▶ **Stated problem**:
How many lines in the data below contain the string "paved"? Case counts, so give only that number.

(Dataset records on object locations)
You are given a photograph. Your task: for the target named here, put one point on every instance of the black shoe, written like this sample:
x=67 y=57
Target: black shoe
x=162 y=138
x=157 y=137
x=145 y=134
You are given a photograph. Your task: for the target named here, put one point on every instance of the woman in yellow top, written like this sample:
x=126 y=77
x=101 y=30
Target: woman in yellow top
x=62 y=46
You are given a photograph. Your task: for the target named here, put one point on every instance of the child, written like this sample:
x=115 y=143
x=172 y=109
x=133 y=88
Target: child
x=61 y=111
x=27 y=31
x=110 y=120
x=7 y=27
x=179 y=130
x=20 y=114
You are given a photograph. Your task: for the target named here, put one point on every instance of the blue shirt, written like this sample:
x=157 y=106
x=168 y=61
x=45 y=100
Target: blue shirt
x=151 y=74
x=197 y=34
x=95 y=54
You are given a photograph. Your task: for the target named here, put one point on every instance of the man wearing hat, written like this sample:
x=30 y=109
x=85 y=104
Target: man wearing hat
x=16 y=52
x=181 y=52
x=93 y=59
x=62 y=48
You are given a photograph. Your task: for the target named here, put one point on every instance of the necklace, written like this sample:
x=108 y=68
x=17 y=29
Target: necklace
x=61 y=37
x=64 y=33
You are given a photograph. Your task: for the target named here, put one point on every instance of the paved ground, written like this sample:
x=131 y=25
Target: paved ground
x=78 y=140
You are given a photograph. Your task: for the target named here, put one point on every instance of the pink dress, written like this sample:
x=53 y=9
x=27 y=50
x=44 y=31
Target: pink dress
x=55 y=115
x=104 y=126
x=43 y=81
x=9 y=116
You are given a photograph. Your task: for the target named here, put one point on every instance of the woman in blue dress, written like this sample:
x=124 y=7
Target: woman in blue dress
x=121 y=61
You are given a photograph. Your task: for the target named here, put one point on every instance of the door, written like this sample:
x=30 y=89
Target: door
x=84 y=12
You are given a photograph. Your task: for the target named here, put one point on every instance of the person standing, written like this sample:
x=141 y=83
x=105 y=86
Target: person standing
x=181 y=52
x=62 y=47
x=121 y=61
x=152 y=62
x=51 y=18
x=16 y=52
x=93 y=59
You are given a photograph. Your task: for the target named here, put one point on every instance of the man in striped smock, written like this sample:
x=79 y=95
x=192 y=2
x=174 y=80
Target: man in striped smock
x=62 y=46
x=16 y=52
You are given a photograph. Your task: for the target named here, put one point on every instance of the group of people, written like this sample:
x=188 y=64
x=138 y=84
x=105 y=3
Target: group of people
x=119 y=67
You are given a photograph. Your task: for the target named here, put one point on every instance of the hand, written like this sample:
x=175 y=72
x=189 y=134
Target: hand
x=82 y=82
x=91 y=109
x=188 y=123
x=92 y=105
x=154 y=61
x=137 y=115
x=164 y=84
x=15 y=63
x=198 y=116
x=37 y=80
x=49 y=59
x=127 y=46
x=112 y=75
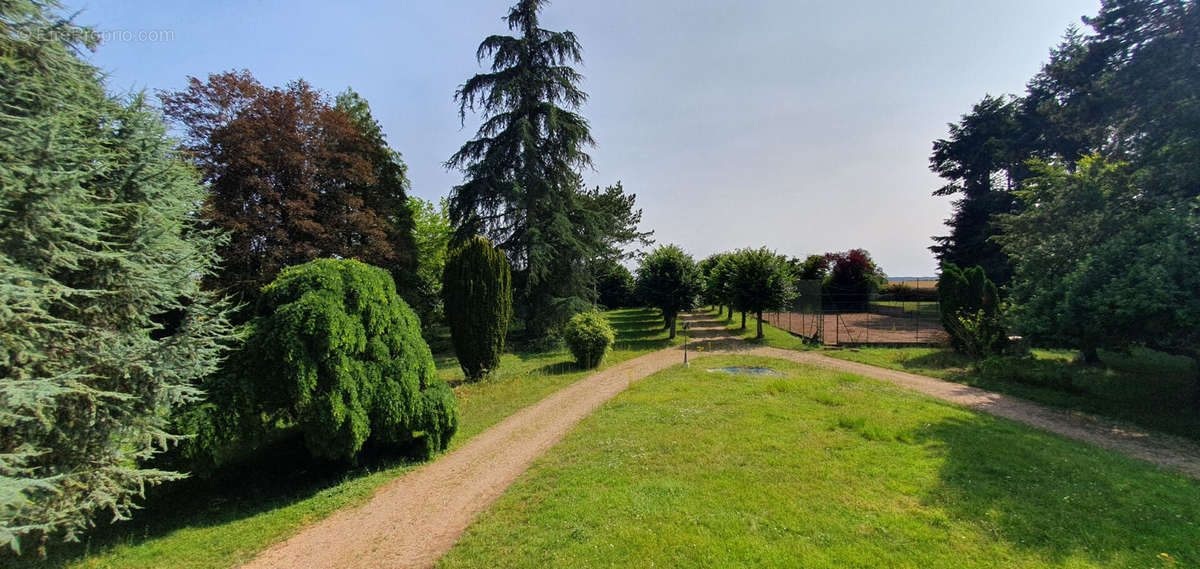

▶ **Output below**:
2